TASKS TO CARRY OUT
(1) Restate the code block in the notebook excerpt below that begins "galton = Table.read_table" as a short bulleted list of what it does.
(2) Repeat the section of the notebook excerpt below without any alteration, beginning at the words "y_sd = np.std(t.column(y))" and stopping after the words "y_mean = np.mean(t.column(y))".
(3) Give the name of every function that the notebook excerpt below defines with the keyword def.
# Start of EXCERPTED PASSAGE
In [ ]:

# HIDDEN
from datascience import *
import numpy as np
%matplotlib inline
import matplotlib.pyplot as plots
plots.style.use('fivethirtyeight')

Lecture 32¶

In [ ]:

galton = Table.read_table('galton.csv')

heights = Table().with_columns(
    'MidParent', galton.column('midparentHeight'),
    'Child', galton.column('childHeight')
    )

In [ ]:

heights

In [ ]:

def standard_units(arr):
    return (arr - np.average(arr))/np.std(arr)

def correlation(t, x, y):
    x_standard = standard_units(t.column(x))
    y_standard = standard_units(t.column(y))
    return np.average(x_standard * y_standard)

def slope(t, x, y):
    r = correlation(t, x, y)
    y_sd = np.std(t.column(y))
    x_sd = np.std(t.column(x))
    return r * y_sd / x_sd

def intercept(t, x, y):
    x_mean = np.mean(t.column(x))
    y_mean = np.mean(t.column(y))
    return y_mean - slope(t, x, y)*x_mean

def fitted_values(t, x, y):
    """Return an array of the regression estimates at all the x values"""
    a = slope(t, x, y)
# End of EXCERPTED PASSAGE
# Start of DATA EXTRACT
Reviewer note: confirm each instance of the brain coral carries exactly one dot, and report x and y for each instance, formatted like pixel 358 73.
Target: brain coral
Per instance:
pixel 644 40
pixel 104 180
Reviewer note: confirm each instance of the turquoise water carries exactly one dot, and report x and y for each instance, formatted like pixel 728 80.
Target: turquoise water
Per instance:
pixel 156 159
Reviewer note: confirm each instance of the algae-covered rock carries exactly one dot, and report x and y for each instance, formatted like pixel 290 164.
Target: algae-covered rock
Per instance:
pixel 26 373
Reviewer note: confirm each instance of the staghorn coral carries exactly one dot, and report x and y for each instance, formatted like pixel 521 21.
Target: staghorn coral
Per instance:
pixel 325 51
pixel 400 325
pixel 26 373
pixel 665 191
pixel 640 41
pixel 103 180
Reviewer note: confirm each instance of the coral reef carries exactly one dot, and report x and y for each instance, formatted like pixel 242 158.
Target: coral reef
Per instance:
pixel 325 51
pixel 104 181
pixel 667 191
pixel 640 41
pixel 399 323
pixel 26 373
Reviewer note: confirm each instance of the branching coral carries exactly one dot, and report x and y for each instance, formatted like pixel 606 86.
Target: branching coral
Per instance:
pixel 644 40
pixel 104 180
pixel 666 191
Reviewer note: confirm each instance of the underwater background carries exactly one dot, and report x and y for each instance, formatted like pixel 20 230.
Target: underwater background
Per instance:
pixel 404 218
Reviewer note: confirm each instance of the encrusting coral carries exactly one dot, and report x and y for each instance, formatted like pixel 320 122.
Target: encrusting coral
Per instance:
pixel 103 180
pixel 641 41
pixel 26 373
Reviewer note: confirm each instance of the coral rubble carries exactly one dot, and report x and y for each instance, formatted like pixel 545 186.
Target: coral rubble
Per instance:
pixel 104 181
# End of DATA EXTRACT
FINAL ANSWERS
(1)
- Reads the file galton.csv into a table named galton.
- Builds a new table named heights with two columns:
  - MidParent, taken from galton's midparentHeight column.
  - Child, taken from galton's childHeight column.

(2)
y_sd = np.std(t.column(y))
    x_sd = np.std(t.column(x))
    return r * y_sd / x_sd

def intercept(t, x, y):
    x_mean = np.mean(t.column(x))
    y_mean = np.mean(t.column(y))

(3)
- standard_units
- correlation
- slope
- intercept
- fitted_values